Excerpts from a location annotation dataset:
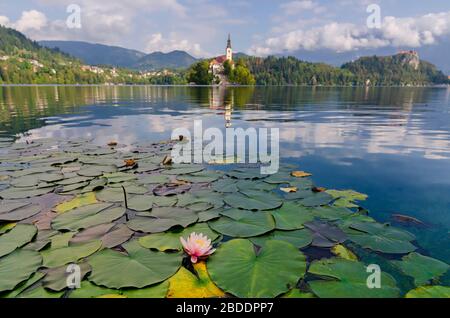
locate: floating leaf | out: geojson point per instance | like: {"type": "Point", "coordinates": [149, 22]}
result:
{"type": "Point", "coordinates": [71, 254]}
{"type": "Point", "coordinates": [325, 234]}
{"type": "Point", "coordinates": [56, 278]}
{"type": "Point", "coordinates": [77, 202]}
{"type": "Point", "coordinates": [171, 240]}
{"type": "Point", "coordinates": [110, 234]}
{"type": "Point", "coordinates": [382, 238]}
{"type": "Point", "coordinates": [256, 201]}
{"type": "Point", "coordinates": [118, 177]}
{"type": "Point", "coordinates": [298, 238]}
{"type": "Point", "coordinates": [15, 238]}
{"type": "Point", "coordinates": [348, 279]}
{"type": "Point", "coordinates": [429, 292]}
{"type": "Point", "coordinates": [87, 216]}
{"type": "Point", "coordinates": [291, 216]}
{"type": "Point", "coordinates": [143, 267]}
{"type": "Point", "coordinates": [300, 174]}
{"type": "Point", "coordinates": [18, 211]}
{"type": "Point", "coordinates": [236, 269]}
{"type": "Point", "coordinates": [17, 267]}
{"type": "Point", "coordinates": [184, 284]}
{"type": "Point", "coordinates": [240, 223]}
{"type": "Point", "coordinates": [422, 268]}
{"type": "Point", "coordinates": [162, 219]}
{"type": "Point", "coordinates": [343, 252]}
{"type": "Point", "coordinates": [155, 291]}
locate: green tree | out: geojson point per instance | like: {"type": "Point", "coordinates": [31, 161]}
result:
{"type": "Point", "coordinates": [199, 73]}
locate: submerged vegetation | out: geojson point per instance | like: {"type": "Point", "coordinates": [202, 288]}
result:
{"type": "Point", "coordinates": [119, 214]}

What you need to do:
Copy every row above word for word, leaving out the pictures.

Task response:
locate: floating leaf | out: geojson point per instance | like: {"type": "Point", "coordinates": [149, 22]}
result:
{"type": "Point", "coordinates": [71, 254]}
{"type": "Point", "coordinates": [325, 234]}
{"type": "Point", "coordinates": [56, 278]}
{"type": "Point", "coordinates": [77, 202]}
{"type": "Point", "coordinates": [171, 240]}
{"type": "Point", "coordinates": [110, 234]}
{"type": "Point", "coordinates": [382, 238]}
{"type": "Point", "coordinates": [256, 201]}
{"type": "Point", "coordinates": [118, 177]}
{"type": "Point", "coordinates": [298, 238]}
{"type": "Point", "coordinates": [15, 238]}
{"type": "Point", "coordinates": [348, 279]}
{"type": "Point", "coordinates": [429, 292]}
{"type": "Point", "coordinates": [87, 216]}
{"type": "Point", "coordinates": [291, 216]}
{"type": "Point", "coordinates": [143, 267]}
{"type": "Point", "coordinates": [300, 174]}
{"type": "Point", "coordinates": [18, 211]}
{"type": "Point", "coordinates": [236, 269]}
{"type": "Point", "coordinates": [17, 267]}
{"type": "Point", "coordinates": [184, 284]}
{"type": "Point", "coordinates": [240, 223]}
{"type": "Point", "coordinates": [422, 268]}
{"type": "Point", "coordinates": [162, 219]}
{"type": "Point", "coordinates": [343, 252]}
{"type": "Point", "coordinates": [155, 291]}
locate: green tree | out: geojson point per instance | like: {"type": "Point", "coordinates": [31, 161]}
result:
{"type": "Point", "coordinates": [199, 73]}
locate: submerged vegetation | out: geojson point per instance | like: {"type": "Point", "coordinates": [202, 288]}
result:
{"type": "Point", "coordinates": [119, 214]}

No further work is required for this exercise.